++++ Excerpted text ++++

Annapolis, MD (August 23, 2011) - County Executive John R. Leopold is reporting no major injuries or property damage resulting from today's 5.8-magnitude earthquake. Residents are urged, however, to be prepared for possible aftershocks.
"We are relieved that no widespread injuries or property damage resulted from this unusual event," County Executive Leopold said. "We do want to urge citizens as they return home to be aware aftershocks can occur, and to use caution when entering their homes."
Anne Arundel Medical Center, Baltimore-Washington Medical Center, the Arundel Center and the Heritage Office Complex on Riva Road have been inspected and cleared for entry. County offices and parks were closed at 2 p.m. today. The Emergency Operations Center will deactivate at 8 p.m. County offices are expected to open on time tomorrow.
Please be aware of the following tips:
- Leave the gas on at the main valve, unless you smell gas or think it's leaking. Explosions have caused injury and death when homeowners have improperly turned their gas back on by themselves.
- Clean up spilled medicines, bleaches, gasoline or other flammable liquids immediately. Avoid the hazard of a chemical emergency.
- Open closet and cabinet doors cautiously. Contents may have shifted during the shaking of an earthquake and could fall, creating further damage or injury.
- Inspect your home for damage. Get everyone out if your home is unsafe. Aftershocks following earthquakes can cause further damage to unstable buildings. If your home has experienced damage, get out before aftershocks happen.
- Help neighbors who may require special assistance. Elderly people and people with disabilities may require additional assistance. People who care for them or who have large families may need additional assistance in emergency situations.
- Listen to a portable, battery-operated radio (or television) for updated emergency information and instructions. If the electricity is out, this may be your main source of information. Local radio and local officials provide the most appropriate advice for your particular situation.

++++ Record excerpts ++++

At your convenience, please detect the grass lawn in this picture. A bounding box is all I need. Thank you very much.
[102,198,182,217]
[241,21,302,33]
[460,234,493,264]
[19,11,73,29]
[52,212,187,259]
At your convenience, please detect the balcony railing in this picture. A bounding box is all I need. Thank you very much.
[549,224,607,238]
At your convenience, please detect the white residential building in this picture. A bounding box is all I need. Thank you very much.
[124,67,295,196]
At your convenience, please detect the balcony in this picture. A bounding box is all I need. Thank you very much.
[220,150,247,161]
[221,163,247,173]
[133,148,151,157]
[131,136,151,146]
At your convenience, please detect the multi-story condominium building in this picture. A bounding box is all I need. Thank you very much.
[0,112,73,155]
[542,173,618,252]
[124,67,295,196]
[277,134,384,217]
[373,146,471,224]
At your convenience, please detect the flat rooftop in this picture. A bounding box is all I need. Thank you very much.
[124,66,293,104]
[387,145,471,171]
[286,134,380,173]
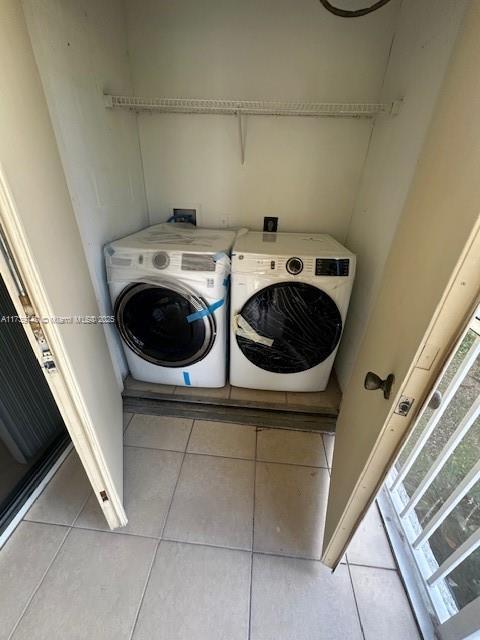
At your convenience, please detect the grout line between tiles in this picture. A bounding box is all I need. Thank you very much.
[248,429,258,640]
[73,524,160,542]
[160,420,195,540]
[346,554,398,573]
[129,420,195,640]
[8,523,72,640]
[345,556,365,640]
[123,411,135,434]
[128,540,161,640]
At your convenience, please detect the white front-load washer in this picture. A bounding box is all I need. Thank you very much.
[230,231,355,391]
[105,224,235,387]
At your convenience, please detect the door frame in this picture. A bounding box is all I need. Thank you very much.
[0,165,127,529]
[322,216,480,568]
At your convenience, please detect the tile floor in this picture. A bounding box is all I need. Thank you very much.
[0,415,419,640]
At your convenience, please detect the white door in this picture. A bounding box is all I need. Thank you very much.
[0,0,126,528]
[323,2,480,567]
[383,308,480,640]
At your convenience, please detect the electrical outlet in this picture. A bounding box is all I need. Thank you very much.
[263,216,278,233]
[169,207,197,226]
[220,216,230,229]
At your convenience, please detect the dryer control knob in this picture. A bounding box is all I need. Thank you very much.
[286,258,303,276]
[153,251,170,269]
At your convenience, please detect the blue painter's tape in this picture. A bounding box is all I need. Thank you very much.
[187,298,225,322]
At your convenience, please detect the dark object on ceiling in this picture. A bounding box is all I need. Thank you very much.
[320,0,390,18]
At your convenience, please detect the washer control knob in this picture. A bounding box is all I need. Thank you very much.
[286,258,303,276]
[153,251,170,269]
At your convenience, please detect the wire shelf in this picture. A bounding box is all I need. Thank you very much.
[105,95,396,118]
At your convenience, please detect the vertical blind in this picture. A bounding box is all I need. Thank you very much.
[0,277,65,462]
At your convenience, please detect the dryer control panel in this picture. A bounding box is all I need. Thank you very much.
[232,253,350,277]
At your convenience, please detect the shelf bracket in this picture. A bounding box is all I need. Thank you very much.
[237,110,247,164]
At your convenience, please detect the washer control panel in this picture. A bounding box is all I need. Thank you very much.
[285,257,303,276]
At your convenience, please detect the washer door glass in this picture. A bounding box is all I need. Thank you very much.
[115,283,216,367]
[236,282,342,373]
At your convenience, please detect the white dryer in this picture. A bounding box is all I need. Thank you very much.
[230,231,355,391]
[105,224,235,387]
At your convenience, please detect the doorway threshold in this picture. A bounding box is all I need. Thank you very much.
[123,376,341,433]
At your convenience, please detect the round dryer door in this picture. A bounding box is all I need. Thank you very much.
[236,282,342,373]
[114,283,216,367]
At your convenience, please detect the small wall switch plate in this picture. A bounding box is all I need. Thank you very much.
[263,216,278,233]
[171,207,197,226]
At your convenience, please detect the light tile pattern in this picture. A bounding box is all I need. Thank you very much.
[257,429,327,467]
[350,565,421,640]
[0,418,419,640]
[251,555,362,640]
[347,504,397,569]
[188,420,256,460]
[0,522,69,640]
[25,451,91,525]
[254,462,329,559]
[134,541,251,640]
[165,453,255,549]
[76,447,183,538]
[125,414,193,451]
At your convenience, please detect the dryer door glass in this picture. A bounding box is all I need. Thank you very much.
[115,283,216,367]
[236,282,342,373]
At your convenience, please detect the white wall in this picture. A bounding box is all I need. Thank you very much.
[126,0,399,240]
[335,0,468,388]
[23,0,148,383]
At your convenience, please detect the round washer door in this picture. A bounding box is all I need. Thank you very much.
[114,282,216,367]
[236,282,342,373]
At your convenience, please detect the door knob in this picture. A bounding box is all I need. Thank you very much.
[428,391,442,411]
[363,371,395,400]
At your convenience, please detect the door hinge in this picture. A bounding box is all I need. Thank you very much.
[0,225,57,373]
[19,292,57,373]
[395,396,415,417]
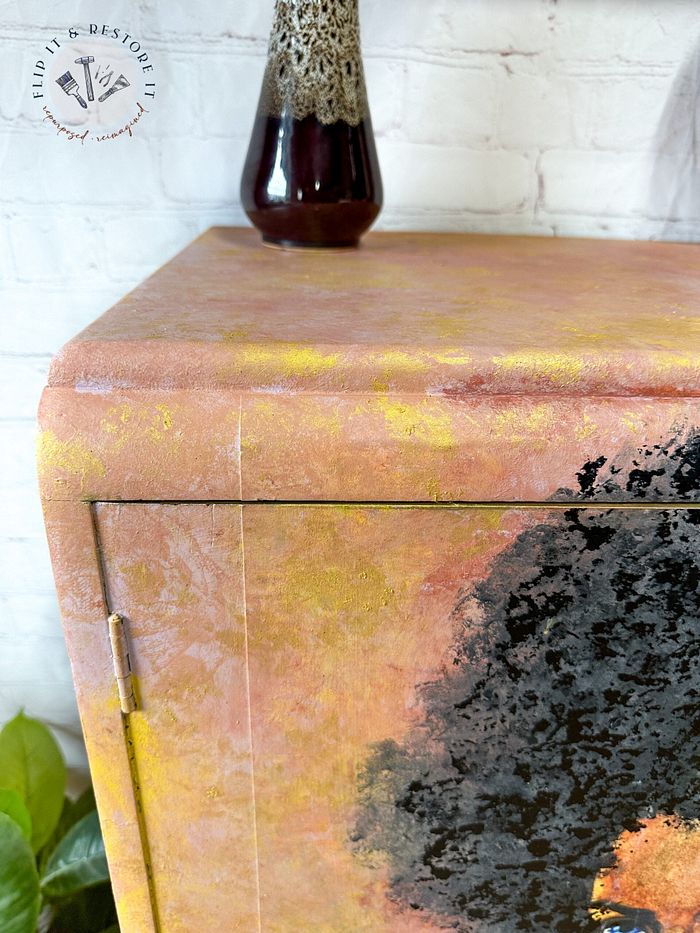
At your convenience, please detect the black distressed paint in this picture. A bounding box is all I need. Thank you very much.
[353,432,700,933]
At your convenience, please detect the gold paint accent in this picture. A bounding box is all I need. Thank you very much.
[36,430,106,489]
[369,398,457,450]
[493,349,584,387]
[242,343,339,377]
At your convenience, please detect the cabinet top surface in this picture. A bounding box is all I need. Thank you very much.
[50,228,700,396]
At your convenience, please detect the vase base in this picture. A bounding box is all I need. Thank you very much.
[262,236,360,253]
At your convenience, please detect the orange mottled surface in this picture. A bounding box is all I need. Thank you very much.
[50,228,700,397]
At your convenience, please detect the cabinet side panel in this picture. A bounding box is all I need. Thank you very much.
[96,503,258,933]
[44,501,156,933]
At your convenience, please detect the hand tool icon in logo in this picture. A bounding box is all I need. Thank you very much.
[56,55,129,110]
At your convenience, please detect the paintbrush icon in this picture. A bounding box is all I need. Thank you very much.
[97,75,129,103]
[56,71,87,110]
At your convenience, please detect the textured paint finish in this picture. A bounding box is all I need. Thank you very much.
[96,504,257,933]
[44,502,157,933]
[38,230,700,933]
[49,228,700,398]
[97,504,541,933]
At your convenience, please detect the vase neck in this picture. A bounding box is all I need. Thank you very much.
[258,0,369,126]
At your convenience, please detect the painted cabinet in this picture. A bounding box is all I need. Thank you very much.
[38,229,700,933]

++++
++++ Record excerpts ++++

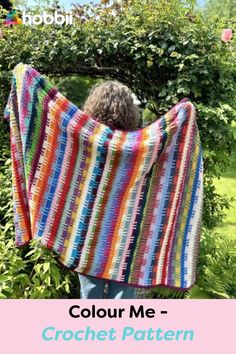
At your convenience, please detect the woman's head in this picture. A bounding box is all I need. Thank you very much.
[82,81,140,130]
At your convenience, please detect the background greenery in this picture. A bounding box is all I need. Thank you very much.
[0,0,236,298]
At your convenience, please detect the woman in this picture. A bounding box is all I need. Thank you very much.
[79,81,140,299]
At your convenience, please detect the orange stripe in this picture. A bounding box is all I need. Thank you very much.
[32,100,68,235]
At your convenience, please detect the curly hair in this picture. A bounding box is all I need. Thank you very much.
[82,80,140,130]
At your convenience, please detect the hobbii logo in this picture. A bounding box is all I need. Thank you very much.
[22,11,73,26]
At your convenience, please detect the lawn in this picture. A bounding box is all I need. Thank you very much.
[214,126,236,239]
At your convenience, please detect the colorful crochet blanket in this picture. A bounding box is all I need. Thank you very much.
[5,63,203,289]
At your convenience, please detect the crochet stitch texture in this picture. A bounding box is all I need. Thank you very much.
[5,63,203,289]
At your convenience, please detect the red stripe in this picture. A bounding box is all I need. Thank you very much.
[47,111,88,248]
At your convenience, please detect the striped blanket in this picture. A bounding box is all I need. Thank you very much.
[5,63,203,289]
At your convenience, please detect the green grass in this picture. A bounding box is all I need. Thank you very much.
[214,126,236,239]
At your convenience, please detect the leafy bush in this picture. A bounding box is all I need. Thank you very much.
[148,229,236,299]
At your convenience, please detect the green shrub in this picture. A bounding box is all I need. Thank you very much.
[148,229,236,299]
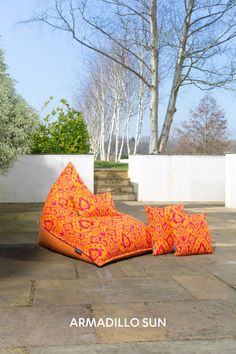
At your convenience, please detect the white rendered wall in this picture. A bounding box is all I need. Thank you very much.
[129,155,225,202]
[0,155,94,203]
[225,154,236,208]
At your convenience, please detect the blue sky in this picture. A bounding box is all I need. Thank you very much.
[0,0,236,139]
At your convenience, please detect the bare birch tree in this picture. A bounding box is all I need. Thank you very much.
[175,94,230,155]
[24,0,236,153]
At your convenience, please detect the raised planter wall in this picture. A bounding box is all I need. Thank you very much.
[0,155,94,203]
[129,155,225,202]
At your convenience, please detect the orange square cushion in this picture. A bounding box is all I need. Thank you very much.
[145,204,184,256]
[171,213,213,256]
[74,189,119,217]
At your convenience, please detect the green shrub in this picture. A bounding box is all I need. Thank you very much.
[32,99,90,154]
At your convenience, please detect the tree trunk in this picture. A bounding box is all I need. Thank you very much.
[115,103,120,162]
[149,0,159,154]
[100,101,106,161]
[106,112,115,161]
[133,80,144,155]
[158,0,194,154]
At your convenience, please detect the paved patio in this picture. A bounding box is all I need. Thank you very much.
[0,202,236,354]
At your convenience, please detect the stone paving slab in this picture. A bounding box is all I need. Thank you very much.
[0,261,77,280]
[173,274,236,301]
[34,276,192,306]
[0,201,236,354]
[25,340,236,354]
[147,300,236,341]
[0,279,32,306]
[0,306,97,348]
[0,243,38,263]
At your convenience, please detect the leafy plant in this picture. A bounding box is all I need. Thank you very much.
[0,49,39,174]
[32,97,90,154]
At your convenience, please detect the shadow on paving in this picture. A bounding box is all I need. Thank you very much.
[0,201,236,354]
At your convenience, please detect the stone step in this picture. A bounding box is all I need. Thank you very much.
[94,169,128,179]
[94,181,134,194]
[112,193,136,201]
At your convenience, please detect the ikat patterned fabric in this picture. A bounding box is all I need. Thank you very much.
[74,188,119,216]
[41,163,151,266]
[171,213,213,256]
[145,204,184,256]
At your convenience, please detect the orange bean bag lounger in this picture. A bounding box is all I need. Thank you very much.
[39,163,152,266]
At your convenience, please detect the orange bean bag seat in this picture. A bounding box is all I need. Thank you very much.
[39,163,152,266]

++++

• [Problem requirements]:
Set down the earthquake press release in full, word for word. Only the text matters here; leave the entries aside.

• [Solution to this task]:
Annapolis, MD (August 23, 2011) - County Executive John R. Leopold is reporting no major injuries or property damage resulting from today's 5.8-magnitude earthquake. Residents are urged, however, to be prepared for possible aftershocks.
"We are relieved that no widespread injuries or property damage resulted from this unusual event," County Executive Leopold said. "We do want to urge citizens as they return home to be aware aftershocks can occur, and to use caution when entering their homes."
Anne Arundel Medical Center, Baltimore-Washington Medical Center, the Arundel Center and the Heritage Office Complex on Riva Road have been inspected and cleared for entry. County offices and parks were closed at 2 p.m. today. The Emergency Operations Center will deactivate at 8 p.m. County offices are expected to open on time tomorrow.
Please be aware of the following tips:
- Leave the gas on at the main valve, unless you smell gas or think it's leaking. Explosions have caused injury and death when homeowners have improperly turned their gas back on by themselves.
- Clean up spilled medicines, bleaches, gasoline or other flammable liquids immediately. Avoid the hazard of a chemical emergency.
- Open closet and cabinet doors cautiously. Contents may have shifted during the shaking of an earthquake and could fall, creating further damage or injury.
- Inspect your home for damage. Get everyone out if your home is unsafe. Aftershocks following earthquakes can cause further damage to unstable buildings. If your home has experienced damage, get out before aftershocks happen.
- Help neighbors who may require special assistance. Elderly people and people with disabilities may require additional assistance. People who care for them or who have large families may need additional assistance in emergency situations.
- Listen to a portable, battery-operated radio (or television) for updated emergency information and instructions. If the electricity is out, this may be your main source of information. Local radio and local officials provide the most appropriate advice for your particular situation.